# Warp 7 hp



## rancid0076 (Aug 2, 2012)

What kind of hp would a warp 7 or warp 8 make at 144v and 500 amps


----------



## brian_ (Feb 7, 2017)

500 amps at 144 volts is 72 kW or 97 horsepower of electrical power (just multiply current and voltage together). The motor is far from perfectly efficient, so the mechanical output power will be substantially lower; for example, at 80% efficiency that would be 58 kW or 77 hp.

Presumably 144 volts is the voltage available from the battery, and 500 amps is the current limit of the controller. That doesn't mean that 144 volts will make 500 amps flow in the motor, and if it does it will only be at one specific motor speed and load combination. Unfortunately NetGain's published performance data for both the WarP 7 and WarP 8 is very lacking, although the 72 V test data suggests that 144 V could drive 500 amps through either motor, producing more than 75 lb-ft of torque, up to an unknown speed.

At a wild guess, you might be able to produce 80 lb-ft of torque up to about 5000 rpm, where the output power would be about 77 hp, then reducing torque and power beyond that speed. Hopefully someone has some real data for these motors with this supply voltage, but I doubt it... objective testing doesn't seem to be a popular thing in the brushed DC motor EV world.


----------



## rancid0076 (Aug 2, 2012)

Could the warp 7 handle 600amps at 156v, I would imagine that should get me over 100hp. This is for a Kawasaki teryx sxs.


----------



## kennybobby (Aug 10, 2012)

@rancid,

Are you using lead acid batteries, how did you pick 156V and 600A?

Which controller are you using?

Records from a data collection
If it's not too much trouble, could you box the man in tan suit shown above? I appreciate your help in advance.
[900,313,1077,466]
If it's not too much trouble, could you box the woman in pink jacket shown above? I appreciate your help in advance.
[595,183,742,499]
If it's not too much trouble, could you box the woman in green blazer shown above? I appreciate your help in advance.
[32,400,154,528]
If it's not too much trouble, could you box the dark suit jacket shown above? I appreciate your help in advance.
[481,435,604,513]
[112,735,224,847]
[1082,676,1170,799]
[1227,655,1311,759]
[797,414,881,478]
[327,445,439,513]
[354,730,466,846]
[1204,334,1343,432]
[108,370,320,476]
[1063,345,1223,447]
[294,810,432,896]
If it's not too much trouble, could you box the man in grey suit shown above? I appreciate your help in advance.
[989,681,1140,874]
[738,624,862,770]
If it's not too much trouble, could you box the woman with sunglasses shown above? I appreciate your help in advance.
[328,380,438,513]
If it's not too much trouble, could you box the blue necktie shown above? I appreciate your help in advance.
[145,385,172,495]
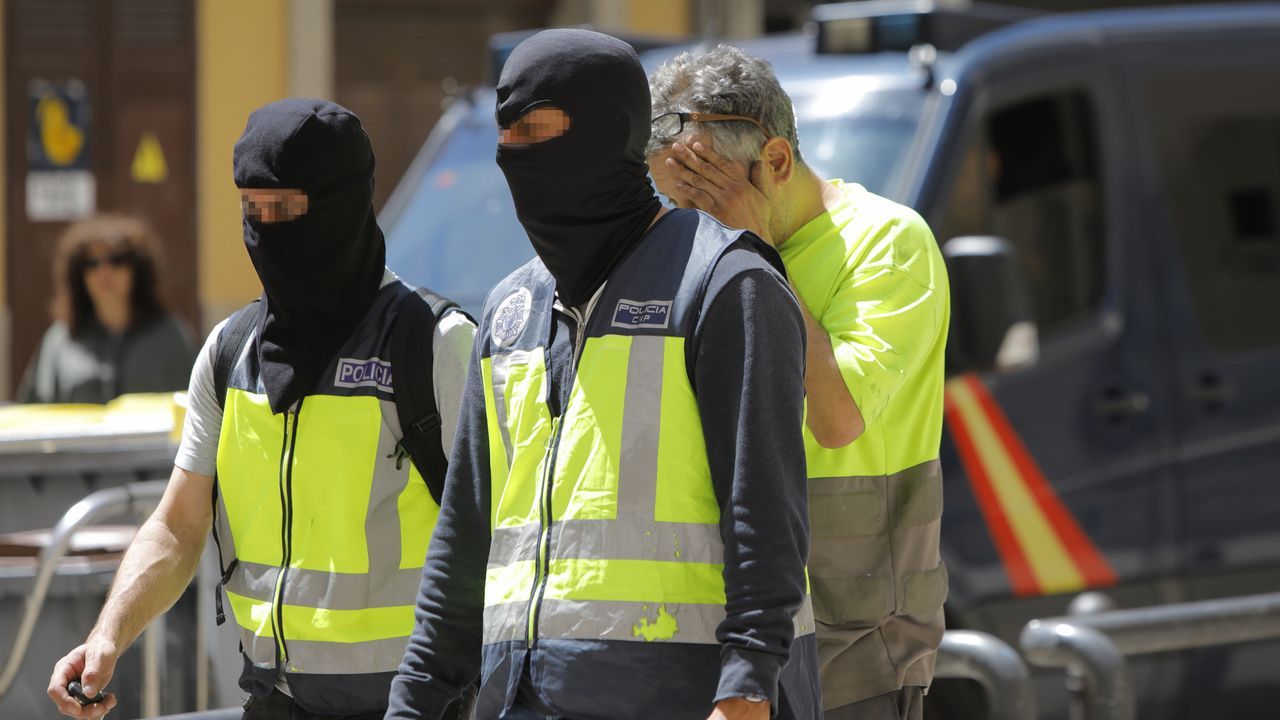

• Exercise set:
1. In the forum thread on WarP 7 horsepower, why does brian_ say the motor's mechanical output will be well below the 97 horsepower of electrical power? Answer in one to three sentences.
2. Answer these questions about the forum thread on WarP 7 horsepower:
(a) What vehicle is the motor setup for?
(b) What test data does brian_ say suggests that 144 V could drive 500 amps through either motor?
(c) What efficiency figure does brian_ use in his example?
3. List every distinct voltage figure mentioned in the forum thread on WarP 7 horsepower.

• Results by task:
1. The motor is far from perfectly efficient, so its mechanical output is substantially lower than the electrical input. At 80% efficiency, for example, the 72 kW (97 hp) input would give about 58 kW, or 77 hp.

2.
(a) A Kawasaki Teryx SxS.
(b) The 72 V test data.
(c) 80%.

3.
144 V
72 V
156 V